### [EXTRAIT CITÉ]
----
Arrêt du 23 octobre 2003
Ire Chambre

MM. et Mme les Juges Schön, Président, Borella, Leuzinger, Rüedi et Frésard.
Greffier : M. Wagner

D.________, recourant, représenté par Me Charles Guerry, avocat, rue de
Romont 33, 1700 Fribourg,

contre

Office de l'assurance-invalidité pour le canton de Vaud, avenue
Général-Guisan 8, 1800 Vevey, intimé

Tribunal des assurances du canton de Vaud, Lausanne

(Jugement du 14 mai 2003)

Faits:

A.
A.a D.________ a présenté le 24 août 1999 une demande de prestations de
l'assurance-invalidité. Par décision du 3 avril 2001, l'Office de
l'assurance-invalidité pour le canton de Vaud a refusé toute prestation,
l'assuré présentant une invalidité de 11 %.
Le 9 mai 2001, D.________ a formé recours contre cette décision devant le
Tribunal des assurances du canton de Vaud.

A.b Le 6 décembre 2001, le docteur P.________, spécialiste FMH en médecine
générale à A.________, a présenté une nouvelle demande pour le compte de
D.________.
Par décision du 5 février 2002, l'office AI a prononcé le «rejet» de la
demande, en invoquant l'effet dévolutif du recours alors pendant devant le
tribunal des assurances et en réservant un réexamen du cas une fois ce
recours tranché.
----
### [DONNÉES ENREGISTRÉES]
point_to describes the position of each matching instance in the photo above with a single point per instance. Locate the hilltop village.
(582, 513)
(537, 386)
----
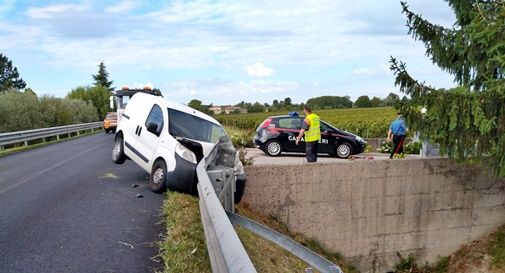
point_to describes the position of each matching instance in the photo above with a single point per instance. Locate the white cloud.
----
### [CONSIGNE 1]
Recopiez l'arrêt sans rien changer, en partant des mots « A.a D.________ a présenté » et en vous arrêtant après « canton de Vaud. ».
### [CONSIGNE 2]
Veuillez relever toutes les dates complètes (jour, mois et année) mentionnées dans l'arrêt, dans leur ordre d'apparition.

### [RÉPONSE RÉDIGÉE 1]
A.a D.________ a présenté le 24 août 1999 une demande de prestations de
l'assurance-invalidité. Par décision du 3 avril 2001, l'Office de
l'assurance-invalidité pour le canton de Vaud a refusé toute prestation,
l'assuré présentant une invalidité de 11 %.
Le 9 mai 2001, D.________ a formé recours contre cette décision devant le
Tribunal des assurances du canton de Vaud.

### [RÉPONSE RÉDIGÉE 2]
- 23 octobre 2003
- 14 mai 2003
- 24 août 1999
- 3 avril 2001
- 9 mai 2001
- 6 décembre 2001
- 5 février 2002